(WHAT YOU HAVE TO DO)
Once you reach the line containing "Target: packed snow ground" in the entries below, write out that line and each one after it down to the line containing "like [412, 668].", exactly and with nothing added.
### TASK MATERIAL
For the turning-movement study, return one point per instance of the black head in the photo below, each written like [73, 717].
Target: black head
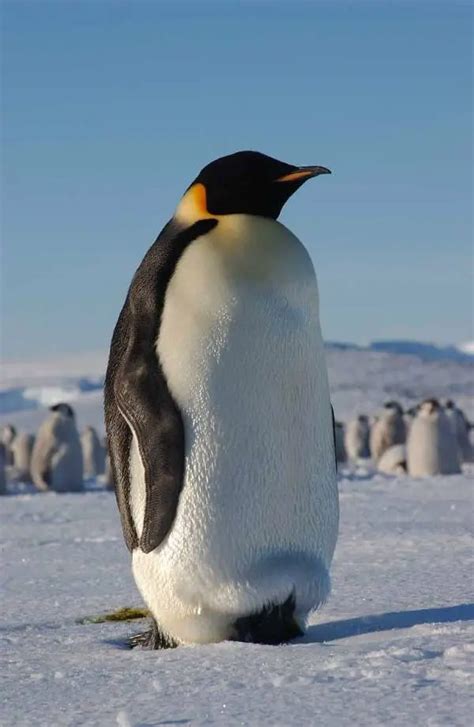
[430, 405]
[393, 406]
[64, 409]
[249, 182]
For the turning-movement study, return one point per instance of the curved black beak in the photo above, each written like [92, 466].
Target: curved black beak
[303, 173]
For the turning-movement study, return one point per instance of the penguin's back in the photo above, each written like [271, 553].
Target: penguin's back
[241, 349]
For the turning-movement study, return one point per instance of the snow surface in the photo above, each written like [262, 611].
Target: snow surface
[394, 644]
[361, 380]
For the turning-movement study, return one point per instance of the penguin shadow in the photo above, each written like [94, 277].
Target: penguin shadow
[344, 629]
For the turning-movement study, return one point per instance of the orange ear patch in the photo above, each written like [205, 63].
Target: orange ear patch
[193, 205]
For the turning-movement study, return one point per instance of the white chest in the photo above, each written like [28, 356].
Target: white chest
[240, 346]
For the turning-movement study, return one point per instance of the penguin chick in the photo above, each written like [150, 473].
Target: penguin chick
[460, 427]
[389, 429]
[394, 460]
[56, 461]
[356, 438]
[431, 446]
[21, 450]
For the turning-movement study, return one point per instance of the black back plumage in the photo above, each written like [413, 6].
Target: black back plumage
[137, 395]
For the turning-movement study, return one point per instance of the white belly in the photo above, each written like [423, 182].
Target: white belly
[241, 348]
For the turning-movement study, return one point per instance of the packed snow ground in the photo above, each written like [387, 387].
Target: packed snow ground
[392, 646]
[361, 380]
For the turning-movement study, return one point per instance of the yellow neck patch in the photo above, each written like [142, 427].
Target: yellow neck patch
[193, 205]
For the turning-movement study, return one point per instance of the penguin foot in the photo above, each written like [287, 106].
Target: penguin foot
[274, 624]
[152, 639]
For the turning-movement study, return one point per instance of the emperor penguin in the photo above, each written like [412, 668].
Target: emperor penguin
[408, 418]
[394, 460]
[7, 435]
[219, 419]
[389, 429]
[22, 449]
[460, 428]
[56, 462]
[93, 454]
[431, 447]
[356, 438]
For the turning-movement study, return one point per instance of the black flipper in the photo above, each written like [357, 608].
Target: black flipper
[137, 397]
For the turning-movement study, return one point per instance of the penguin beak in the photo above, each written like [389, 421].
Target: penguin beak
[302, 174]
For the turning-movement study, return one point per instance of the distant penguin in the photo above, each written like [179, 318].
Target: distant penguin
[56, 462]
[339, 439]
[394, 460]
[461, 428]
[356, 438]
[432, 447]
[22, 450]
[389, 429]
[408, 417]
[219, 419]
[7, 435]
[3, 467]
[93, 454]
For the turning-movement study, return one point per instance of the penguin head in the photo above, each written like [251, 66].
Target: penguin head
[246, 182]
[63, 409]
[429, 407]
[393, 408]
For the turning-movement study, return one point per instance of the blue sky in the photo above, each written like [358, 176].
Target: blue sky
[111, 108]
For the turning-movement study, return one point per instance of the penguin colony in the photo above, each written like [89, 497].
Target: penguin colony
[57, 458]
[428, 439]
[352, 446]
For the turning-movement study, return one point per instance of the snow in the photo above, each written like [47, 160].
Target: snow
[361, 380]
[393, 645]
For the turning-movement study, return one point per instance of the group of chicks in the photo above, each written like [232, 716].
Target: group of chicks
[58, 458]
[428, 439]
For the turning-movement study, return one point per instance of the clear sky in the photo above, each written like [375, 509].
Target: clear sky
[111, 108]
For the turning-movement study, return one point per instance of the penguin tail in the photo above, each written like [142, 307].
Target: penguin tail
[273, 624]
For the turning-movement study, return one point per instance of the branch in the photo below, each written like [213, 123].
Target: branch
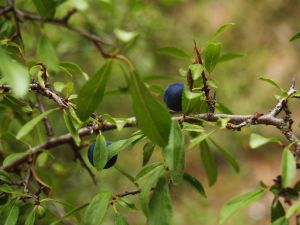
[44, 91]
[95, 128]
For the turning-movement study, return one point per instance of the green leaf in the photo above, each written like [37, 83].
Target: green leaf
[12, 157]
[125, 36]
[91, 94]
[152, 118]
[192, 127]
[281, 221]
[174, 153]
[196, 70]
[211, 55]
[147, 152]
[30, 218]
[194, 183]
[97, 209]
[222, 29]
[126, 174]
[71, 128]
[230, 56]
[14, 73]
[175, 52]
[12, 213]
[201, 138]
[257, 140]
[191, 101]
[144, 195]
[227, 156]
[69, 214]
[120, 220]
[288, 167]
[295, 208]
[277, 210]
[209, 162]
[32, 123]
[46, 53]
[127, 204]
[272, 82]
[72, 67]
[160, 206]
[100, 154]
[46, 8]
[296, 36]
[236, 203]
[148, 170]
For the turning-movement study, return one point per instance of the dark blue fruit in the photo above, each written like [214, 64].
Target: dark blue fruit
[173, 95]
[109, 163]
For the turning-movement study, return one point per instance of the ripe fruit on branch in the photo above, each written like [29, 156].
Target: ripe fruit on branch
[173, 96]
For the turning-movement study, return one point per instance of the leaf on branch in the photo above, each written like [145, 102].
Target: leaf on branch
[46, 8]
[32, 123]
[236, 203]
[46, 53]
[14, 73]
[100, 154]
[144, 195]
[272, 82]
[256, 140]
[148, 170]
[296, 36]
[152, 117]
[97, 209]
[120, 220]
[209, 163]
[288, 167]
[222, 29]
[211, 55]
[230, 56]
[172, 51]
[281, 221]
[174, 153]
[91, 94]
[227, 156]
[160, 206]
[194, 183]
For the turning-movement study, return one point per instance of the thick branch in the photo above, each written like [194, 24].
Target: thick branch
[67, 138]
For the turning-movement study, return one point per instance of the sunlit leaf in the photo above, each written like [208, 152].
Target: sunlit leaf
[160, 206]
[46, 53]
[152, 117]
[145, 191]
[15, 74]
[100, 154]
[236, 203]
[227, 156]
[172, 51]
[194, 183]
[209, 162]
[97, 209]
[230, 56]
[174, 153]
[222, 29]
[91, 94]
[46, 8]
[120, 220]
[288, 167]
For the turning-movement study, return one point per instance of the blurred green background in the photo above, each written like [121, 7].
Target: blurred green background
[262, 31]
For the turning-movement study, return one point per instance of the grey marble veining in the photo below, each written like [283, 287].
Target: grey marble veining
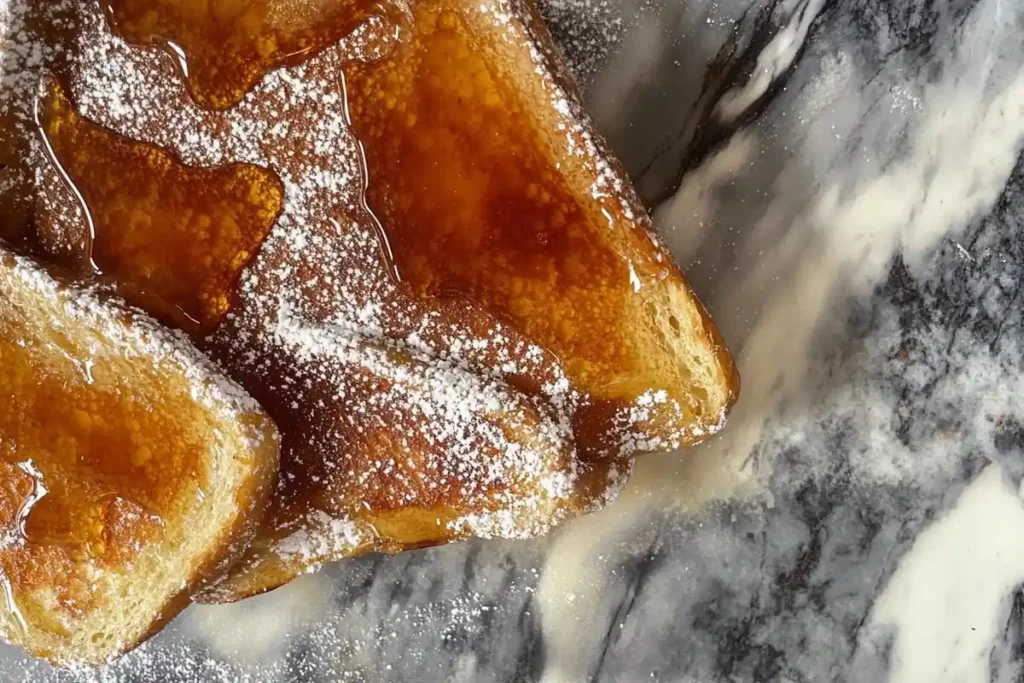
######
### TASK MATERIAL
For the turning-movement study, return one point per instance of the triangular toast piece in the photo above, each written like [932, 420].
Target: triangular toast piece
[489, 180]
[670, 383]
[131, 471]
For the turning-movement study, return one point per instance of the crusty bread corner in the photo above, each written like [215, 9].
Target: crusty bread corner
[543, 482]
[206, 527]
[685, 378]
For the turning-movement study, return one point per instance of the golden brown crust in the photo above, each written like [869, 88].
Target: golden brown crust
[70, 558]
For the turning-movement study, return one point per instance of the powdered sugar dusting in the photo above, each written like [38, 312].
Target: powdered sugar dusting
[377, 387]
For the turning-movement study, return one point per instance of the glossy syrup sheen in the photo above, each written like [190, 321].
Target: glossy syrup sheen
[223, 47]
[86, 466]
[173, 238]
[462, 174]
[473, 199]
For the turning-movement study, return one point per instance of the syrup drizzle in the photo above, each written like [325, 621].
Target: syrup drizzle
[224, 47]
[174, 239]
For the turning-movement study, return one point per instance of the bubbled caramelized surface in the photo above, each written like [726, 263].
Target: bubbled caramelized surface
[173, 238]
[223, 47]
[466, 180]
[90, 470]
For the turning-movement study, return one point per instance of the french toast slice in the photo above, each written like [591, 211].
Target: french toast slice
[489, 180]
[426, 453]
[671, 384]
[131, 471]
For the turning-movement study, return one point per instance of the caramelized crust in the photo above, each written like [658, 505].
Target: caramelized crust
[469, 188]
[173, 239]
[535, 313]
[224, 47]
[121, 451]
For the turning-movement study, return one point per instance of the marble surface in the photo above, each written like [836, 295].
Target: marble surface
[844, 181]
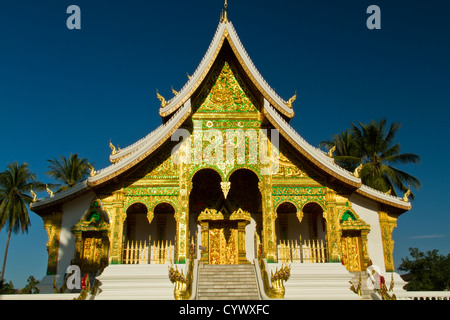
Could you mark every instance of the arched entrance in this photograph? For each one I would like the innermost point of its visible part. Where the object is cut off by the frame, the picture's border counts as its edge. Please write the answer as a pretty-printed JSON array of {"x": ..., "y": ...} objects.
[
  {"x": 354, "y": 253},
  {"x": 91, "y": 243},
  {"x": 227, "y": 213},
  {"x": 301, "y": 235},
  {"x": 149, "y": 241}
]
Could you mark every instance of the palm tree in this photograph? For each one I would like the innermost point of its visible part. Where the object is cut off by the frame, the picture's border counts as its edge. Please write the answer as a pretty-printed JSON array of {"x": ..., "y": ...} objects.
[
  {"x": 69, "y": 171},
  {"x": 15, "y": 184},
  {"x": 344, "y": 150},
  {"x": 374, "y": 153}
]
######
(OUTPUT)
Target: packed snow ground
[392, 646]
[361, 380]
For the turning-movement study, return one point per instance of the yellow neck patch in the photo above, each written like [142, 427].
Target: yellow neck patch
[193, 205]
For the turning-movement study, return one point per instance of the penguin foot in the photo above, each written like [287, 106].
Target: penguin foot
[274, 624]
[152, 639]
For the turning-movement study, return one point per instance of the emperor penguin in the photo above, each written like [412, 668].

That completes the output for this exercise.